作业要求:
- A) 请照原文抄录关于Chubby与Zookeeper的选段中的一部分，从“将Chubby设计为一个锁服务，而不是一个库或者是一个共识服务；”开始，一直到“needing many servers.”为止。
- B) 根据关于Chubby与Zookeeper的选段，作者为什么把Zookeeper也加进这篇总结？请用一到三句话说明。
- C) 把关于Chubby与Zookeeper的选段中“Chubby倾向于只提供粗粒度的锁服务。”一句译成英文。

节选内容:

>>>

Chubby and Zookeeper

引言

这篇两篇论文也是一个重量级的论文，对现在的很多的系统的设计产生了很大的影响。 Chubby是Google基于Paxos的分布式锁服务，Zookeeper是雅虎在基于Chubby论文开发的一个开源版本，两者的论文都是讲的是系统的一些东西，比如接口抽象、事件、API和锁之类的东西，咸鱼觉得这个的重点在与它们使用的distributed consensus protocol(分布式共识协议)以及这个protocol的实现(chubby使用的就是Multi-Paxos，而Zookeeper使用了一个变体Zab)，在此基础上的抽象反而是次要的。本来这篇总结是关于Chubby论文的，回来发现论文里面没啥有意思的，就把Zookeeper加进来对比一下。这里就基本总结一下它们提供了怎么样的抽象。并对比一下，关于分布式共识协议在之后的总结中。对于Chubby。Chubby的两个关键的设计决定是：

将Chubby设计为一个锁服务，而不是一个库或者是一个共识服务；
使用一种文件的方式；

Chubby倾向于只提供粗粒度的锁服务。回来的Zookeeper也基本沿用了Chubby的思路。一些决定Chubby设计的因素，这些因素由Google期望如何使用Chuuby以及Google的环境决定的：

• A service advertising its primary via a Chubby file may have thousands of clients. Therefore, we must allow thousands of clients to observe this file, prefer- ably without needing many servers.

<<<

已存记录:
>>>

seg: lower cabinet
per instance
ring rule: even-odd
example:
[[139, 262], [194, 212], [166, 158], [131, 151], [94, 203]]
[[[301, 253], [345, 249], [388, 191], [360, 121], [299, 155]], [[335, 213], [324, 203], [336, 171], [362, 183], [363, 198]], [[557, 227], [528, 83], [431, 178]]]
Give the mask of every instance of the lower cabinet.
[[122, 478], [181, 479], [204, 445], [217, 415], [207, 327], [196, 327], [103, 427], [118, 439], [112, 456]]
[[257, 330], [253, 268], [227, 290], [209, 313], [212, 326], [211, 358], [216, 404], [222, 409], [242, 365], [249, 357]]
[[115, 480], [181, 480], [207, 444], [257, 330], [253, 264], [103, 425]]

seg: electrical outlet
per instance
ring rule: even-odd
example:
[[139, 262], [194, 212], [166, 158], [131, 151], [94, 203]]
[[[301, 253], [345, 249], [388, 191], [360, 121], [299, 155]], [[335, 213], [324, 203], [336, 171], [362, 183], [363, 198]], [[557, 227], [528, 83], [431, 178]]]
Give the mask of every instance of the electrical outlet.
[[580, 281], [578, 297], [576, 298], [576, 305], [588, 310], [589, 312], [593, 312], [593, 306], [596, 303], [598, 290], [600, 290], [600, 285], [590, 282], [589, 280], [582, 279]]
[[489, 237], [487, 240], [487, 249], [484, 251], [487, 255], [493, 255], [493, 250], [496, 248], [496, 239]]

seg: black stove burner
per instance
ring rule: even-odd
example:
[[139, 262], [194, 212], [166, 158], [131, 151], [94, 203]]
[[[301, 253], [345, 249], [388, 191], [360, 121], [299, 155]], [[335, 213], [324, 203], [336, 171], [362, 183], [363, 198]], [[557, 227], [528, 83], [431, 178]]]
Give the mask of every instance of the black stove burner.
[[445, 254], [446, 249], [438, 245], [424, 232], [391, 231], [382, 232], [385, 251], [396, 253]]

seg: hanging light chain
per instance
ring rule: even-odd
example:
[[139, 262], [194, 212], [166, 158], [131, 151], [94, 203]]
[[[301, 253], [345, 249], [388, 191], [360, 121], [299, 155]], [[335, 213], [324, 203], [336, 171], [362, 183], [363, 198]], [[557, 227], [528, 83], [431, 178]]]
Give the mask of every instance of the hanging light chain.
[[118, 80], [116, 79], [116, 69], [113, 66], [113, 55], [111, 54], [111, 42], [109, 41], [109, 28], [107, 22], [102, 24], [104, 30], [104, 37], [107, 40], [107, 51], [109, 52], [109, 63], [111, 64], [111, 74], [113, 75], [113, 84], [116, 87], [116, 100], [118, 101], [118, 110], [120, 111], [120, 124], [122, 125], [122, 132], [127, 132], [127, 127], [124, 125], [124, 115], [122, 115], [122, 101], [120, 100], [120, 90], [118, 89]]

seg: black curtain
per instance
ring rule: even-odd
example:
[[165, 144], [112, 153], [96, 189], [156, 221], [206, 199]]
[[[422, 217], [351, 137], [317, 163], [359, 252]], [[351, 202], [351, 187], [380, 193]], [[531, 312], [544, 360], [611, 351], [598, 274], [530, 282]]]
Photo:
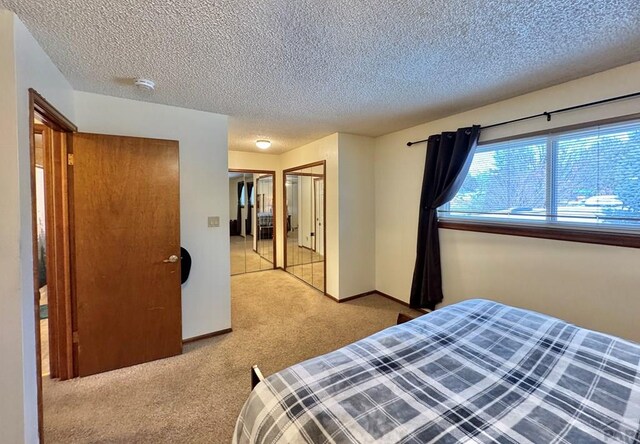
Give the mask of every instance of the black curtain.
[[422, 178], [418, 246], [410, 305], [434, 309], [442, 302], [438, 207], [449, 202], [464, 182], [480, 137], [480, 126], [429, 137]]
[[252, 229], [251, 229], [251, 225], [252, 225], [252, 221], [253, 221], [253, 214], [251, 209], [253, 208], [253, 206], [251, 205], [251, 191], [253, 191], [253, 182], [247, 182], [247, 227], [245, 228], [247, 230], [247, 234], [252, 234]]
[[242, 235], [242, 188], [244, 188], [244, 182], [238, 182], [238, 224], [236, 228], [236, 235]]

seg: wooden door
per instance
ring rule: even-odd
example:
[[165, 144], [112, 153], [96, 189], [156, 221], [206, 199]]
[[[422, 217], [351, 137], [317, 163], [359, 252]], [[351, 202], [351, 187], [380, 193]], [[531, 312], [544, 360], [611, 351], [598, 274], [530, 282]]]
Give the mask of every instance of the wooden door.
[[180, 354], [178, 142], [72, 142], [78, 375]]

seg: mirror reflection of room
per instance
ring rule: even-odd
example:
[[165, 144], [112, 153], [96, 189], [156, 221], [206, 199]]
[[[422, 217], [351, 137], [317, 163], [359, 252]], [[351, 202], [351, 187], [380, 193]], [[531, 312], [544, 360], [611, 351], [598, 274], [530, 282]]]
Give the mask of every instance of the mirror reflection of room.
[[274, 175], [229, 172], [231, 275], [274, 268]]
[[49, 362], [49, 303], [47, 295], [47, 240], [45, 207], [44, 138], [46, 128], [38, 120], [34, 122], [36, 223], [38, 234], [37, 287], [40, 296], [40, 359], [42, 376], [50, 375]]
[[285, 171], [286, 271], [325, 291], [324, 165]]

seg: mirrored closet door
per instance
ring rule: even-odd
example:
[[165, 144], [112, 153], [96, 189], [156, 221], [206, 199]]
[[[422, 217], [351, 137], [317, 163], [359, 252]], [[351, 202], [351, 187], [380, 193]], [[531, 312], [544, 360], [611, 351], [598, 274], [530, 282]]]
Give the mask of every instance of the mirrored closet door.
[[274, 191], [274, 171], [229, 171], [231, 275], [275, 268]]
[[325, 292], [325, 164], [285, 170], [285, 270]]

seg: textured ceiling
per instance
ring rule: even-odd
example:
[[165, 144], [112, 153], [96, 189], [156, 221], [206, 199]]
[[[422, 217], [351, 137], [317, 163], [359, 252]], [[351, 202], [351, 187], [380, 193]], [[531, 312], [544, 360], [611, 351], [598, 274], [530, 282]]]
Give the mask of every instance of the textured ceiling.
[[[230, 118], [229, 148], [377, 136], [640, 60], [638, 0], [0, 0], [74, 88]], [[153, 94], [130, 86], [137, 76]]]

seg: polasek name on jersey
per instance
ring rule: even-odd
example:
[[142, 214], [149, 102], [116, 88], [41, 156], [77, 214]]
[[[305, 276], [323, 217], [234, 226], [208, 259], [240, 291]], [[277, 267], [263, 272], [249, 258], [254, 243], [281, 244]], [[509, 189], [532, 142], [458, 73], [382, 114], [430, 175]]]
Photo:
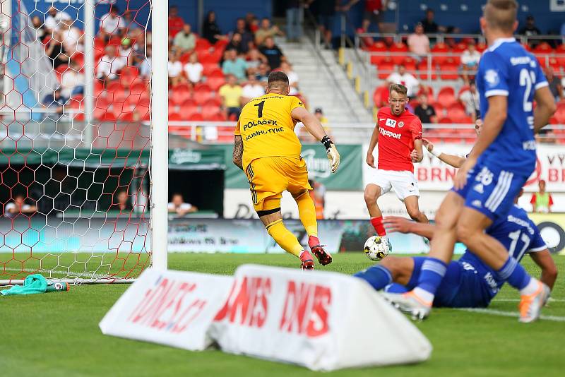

<<<

逐题结果:
- A)
将Chubby设计为一个锁服务，而不是一个库或者是一个共识服务；
使用一种文件的方式；

Chubby倾向于只提供粗粒度的锁服务。回来的Zookeeper也基本沿用了Chubby的思路。一些决定Chubby设计的因素，这些因素由Google期望如何使用Chuuby以及Google的环境决定的：

• A service advertising its primary via a Chubby file may have thousands of clients. Therefore, we must allow thousands of clients to observe this file, prefer- ably without needing many servers.

- B) 这篇总结原本只讨论Chubby论文，但作者回头发现论文里没什么有意思的内容，于是把Zookeeper加进来作对比。

- C) Chubby tends to provide only coarse-grained lock services.